Point localization data
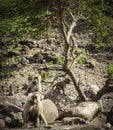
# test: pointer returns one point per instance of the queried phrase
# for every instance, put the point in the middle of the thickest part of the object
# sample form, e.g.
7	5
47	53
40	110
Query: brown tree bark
67	69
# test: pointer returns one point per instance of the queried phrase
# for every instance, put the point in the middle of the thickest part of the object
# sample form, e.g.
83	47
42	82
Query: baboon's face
35	99
35	81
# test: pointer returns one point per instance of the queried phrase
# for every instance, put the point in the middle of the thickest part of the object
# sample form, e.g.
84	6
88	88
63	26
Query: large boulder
86	110
50	110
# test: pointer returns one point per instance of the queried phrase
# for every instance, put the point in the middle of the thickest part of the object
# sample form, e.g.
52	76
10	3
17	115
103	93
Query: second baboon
33	109
35	85
61	85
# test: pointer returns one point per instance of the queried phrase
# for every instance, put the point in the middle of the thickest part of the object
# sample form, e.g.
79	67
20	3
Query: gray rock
2	123
73	120
50	111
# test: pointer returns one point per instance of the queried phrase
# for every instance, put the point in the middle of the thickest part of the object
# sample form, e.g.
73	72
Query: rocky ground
34	55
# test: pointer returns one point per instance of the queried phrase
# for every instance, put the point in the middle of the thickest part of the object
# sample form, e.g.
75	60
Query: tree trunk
76	84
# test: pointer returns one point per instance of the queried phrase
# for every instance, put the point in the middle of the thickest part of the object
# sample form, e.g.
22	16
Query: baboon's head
67	80
35	80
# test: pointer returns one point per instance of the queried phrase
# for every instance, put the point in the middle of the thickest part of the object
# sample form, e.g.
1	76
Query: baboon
61	85
35	85
33	109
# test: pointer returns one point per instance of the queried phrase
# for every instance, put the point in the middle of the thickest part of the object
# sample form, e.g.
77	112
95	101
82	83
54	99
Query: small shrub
110	70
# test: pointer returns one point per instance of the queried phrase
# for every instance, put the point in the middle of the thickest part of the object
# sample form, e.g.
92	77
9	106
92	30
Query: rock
91	91
91	63
99	120
50	111
86	110
17	119
86	127
7	120
2	123
9	107
73	120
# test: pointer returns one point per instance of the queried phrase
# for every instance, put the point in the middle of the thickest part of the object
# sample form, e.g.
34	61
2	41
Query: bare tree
68	44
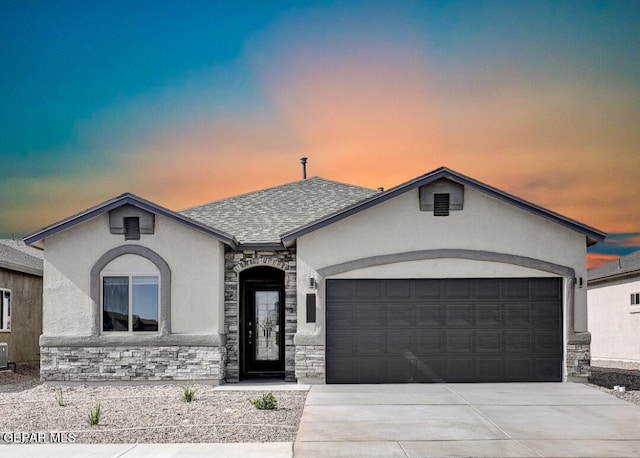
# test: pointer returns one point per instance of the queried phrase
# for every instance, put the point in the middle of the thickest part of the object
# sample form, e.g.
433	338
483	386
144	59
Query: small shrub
94	415
265	402
59	398
188	394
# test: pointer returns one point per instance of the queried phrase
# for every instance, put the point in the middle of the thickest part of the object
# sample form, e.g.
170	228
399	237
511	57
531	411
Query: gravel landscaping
146	413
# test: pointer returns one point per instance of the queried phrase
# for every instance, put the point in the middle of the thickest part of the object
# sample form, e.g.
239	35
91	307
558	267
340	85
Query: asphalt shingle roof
624	265
262	216
15	255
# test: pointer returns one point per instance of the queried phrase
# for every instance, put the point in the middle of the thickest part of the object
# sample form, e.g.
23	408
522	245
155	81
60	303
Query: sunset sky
186	102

▸ Description of the task:
In the copy, include every record exactly and no pictures at all.

▸ Exercise solution:
# test: pointer returns one point per instance of the queried phrase
# for every instance, put the point in the middle of the thickest part of the object
# sample form, e.g.
7	5
47	53
40	110
Query: brown tree bark
67	69
# test: pointer returns one point per instance of the queried phrase
# for every instance, put the point in the middle of the thickest part of the object
# sample form, e.g.
83	47
42	82
Query: baboon's face
35	99
35	81
# test: pointer returns one point per instance of the queried phrase
# for every instance, put the point in the middle of the thickest part of the object
# sample form, e.g.
84	6
88	88
63	26
Query: large boulder
86	110
50	110
# test: pointer returns one point per instance of the queried phrase
# for every instance, put the point in the middle of the thickest part of the object
# sample form, e.g.
52	76
10	3
17	115
103	93
Query: second baboon
33	109
35	85
61	85
# test: pointer returns one point per instance of the queried phrase
# for every instance, put the point in the middle of the thickest part of the object
# sample form, e.g.
79	67
20	3
Query: gray rock
2	123
73	120
50	111
# test: pointer returns one point per instance of the queried phrase
# for every instance, put the point in the middle of the thickest part of the object
# sample form, e.g.
73	72
Query: rocky ground
34	55
# test: pointer returns one point per instance of the queried phrase
# for every instance, put the point in the middle of the thickest part of the object
# sample form, e.g.
75	60
Query: tree trunk
76	84
# test: pointer returns one point per instance of the queried phrase
# for every instance, put the point in the middle of the thickest part of the object
# sample form, e.g.
22	16
Query: baboon's head
67	80
35	80
# test: pointer returns one point per instance of the queried phrase
# for every instance, put the point in the middle of the thickest part of the object
# sample form, e.g.
1	76
Query: baboon
61	85
35	85
33	109
# test: pointer returns one point per instance of the queried phrase
# for every instance, put the point in the middle of the thickest part of the object
# sample form, e.g.
77	112
95	101
82	83
54	99
Query: small shrub
110	70
# test: pointer returns one point per instance of the queried phrase
# for every instance, put the point in the middle of the thickest part of the object
# sample form, e.g.
92	77
9	106
92	30
Query: rock
91	91
91	63
99	120
50	111
86	110
17	119
86	127
7	120
2	123
9	107
73	120
# test: pointer returns one point per instance of the queried phrase
# for every instance, put the point in the middle of the thickest part of the object
# sample form, e.g.
34	61
2	41
Query: bare tree
68	44
# test: pointer returns one point per instance of the queried phrase
# for every instance, put the point in the middle of the thickest part of the object
# sample form, e.g.
433	338
483	386
144	59
Query: small shrub
94	415
265	402
59	398
188	394
# test: pointer returns one point per instance of the queried phrase
# for every instance, put the point in the middle of the thickest part of the object
# sample form, e.g.
170	228
399	237
511	57
531	411
Query: gravel landscaping
146	413
# test: pointer returns one point per instance of the queried phrase
# for every instance, put the point in the middle of the thickest part of the object
# sample form, e.g.
239	35
91	307
558	267
340	85
Query: asphalt shingle roof
624	265
262	216
15	255
# test: pointer returns one point per instance of the queried phrase
# for every instance, put the point in the middle of the thickest part of the object
# sample form, e.g.
23	408
522	245
155	81
60	303
Query: sunset sky
186	102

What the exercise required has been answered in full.